PROVIDED INFORMATION>
┄┄┄┄┄┄┄┄┄┄┄┄┄┄┄┄┄┄┄┄

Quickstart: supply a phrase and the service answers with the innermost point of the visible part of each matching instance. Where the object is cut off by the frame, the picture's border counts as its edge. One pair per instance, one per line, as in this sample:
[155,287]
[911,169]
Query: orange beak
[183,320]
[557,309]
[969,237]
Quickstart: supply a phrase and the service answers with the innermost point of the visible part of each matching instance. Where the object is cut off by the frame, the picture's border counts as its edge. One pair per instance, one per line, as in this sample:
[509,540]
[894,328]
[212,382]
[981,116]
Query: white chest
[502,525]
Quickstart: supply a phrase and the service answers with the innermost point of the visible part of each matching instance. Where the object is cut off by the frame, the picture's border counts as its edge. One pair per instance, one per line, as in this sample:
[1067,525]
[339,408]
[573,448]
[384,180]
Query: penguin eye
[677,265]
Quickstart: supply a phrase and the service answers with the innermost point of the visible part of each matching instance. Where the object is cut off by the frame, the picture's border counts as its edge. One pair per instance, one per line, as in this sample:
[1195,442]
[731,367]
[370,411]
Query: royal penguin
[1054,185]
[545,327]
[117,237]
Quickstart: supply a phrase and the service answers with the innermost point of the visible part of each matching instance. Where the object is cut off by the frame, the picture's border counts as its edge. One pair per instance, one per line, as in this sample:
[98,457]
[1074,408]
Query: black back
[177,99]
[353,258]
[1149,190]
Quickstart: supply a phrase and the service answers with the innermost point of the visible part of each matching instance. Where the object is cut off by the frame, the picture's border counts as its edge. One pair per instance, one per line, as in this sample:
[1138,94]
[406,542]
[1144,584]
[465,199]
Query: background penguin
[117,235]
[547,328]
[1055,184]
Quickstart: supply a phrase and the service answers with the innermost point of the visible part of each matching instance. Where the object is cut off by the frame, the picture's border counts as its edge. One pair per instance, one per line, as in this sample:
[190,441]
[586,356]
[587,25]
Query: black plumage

┄┄┄┄┄┄┄┄┄┄┄┄┄┄┄┄┄┄┄┄

WRITTEN INSTRUCTION> How many lines in the items above contain the string "black", with case counting? Reply with the number alone.

WRITTEN SOLUTION> 2